▸ Material:
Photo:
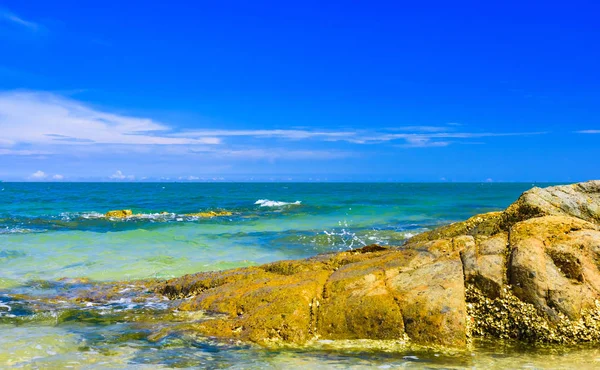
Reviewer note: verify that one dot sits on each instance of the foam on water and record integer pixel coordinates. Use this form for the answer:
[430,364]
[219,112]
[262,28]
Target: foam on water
[52,231]
[275,203]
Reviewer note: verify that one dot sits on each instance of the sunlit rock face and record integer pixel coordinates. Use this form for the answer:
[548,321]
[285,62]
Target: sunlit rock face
[529,273]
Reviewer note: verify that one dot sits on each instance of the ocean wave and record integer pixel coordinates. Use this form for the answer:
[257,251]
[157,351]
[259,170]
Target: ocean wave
[275,203]
[20,230]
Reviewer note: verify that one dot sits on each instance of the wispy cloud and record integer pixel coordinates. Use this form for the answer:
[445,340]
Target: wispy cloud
[48,119]
[8,16]
[119,175]
[42,123]
[38,175]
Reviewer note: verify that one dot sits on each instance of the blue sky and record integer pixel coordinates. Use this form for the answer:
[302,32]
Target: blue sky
[284,90]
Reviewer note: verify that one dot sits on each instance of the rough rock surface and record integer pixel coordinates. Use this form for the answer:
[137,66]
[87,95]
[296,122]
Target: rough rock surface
[530,273]
[119,213]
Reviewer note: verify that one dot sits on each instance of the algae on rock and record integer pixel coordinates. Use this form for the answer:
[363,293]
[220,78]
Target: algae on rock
[528,273]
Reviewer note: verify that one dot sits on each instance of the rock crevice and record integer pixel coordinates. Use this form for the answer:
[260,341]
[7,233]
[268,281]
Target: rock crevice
[530,273]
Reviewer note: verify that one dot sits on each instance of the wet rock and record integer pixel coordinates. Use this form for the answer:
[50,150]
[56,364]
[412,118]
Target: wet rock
[484,264]
[580,200]
[120,213]
[209,214]
[529,273]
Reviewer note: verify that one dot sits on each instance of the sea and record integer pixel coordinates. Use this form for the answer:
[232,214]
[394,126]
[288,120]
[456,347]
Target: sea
[54,238]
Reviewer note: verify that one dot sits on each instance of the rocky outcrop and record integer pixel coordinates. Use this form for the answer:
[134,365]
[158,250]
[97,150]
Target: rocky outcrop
[529,273]
[209,214]
[119,213]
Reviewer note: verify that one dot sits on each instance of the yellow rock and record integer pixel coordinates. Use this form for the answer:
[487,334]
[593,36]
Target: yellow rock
[209,214]
[120,213]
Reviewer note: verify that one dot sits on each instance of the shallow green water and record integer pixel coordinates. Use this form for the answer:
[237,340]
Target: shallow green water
[53,235]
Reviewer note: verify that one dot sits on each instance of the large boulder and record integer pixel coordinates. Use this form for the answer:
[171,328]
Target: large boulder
[530,273]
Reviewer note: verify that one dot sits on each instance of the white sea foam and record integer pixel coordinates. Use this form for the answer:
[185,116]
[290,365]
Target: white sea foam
[20,230]
[275,203]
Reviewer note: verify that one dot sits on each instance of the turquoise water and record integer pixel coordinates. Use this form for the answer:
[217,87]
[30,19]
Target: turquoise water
[54,239]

▸ Task statement: Quote every line from the line containing "of the yellow" through the closing line of the listing, including both.

▸ Task solution:
Reviewer note: verify that one dot sits on each instance of the yellow rock and record integer pixel coordinates. Use this form for the answer:
[487,334]
[593,36]
Target: yellow rock
[209,214]
[120,213]
Reviewer note: verify that one dot sits on each instance of the shallow green water and record integer pixel coordinates. Use this form for the answer:
[237,340]
Target: shallow green water
[53,235]
Reviewer note: verify that one dot sits on each instance of the large boulder and record integer pixel coordinates. Use this form for the answer:
[171,328]
Target: large boulder
[530,273]
Reviewer note: verify that one dot sits on each instance of the white sea foam and record integer pixel coordinates. Use this form for the answer:
[185,116]
[290,365]
Target: white sea foam
[20,230]
[275,203]
Reviewer note: verify that one dot sits on each instance of the turquoise water and record integer pixel coordinates. Use this form for the answer:
[217,87]
[30,19]
Target: turquoise water
[54,239]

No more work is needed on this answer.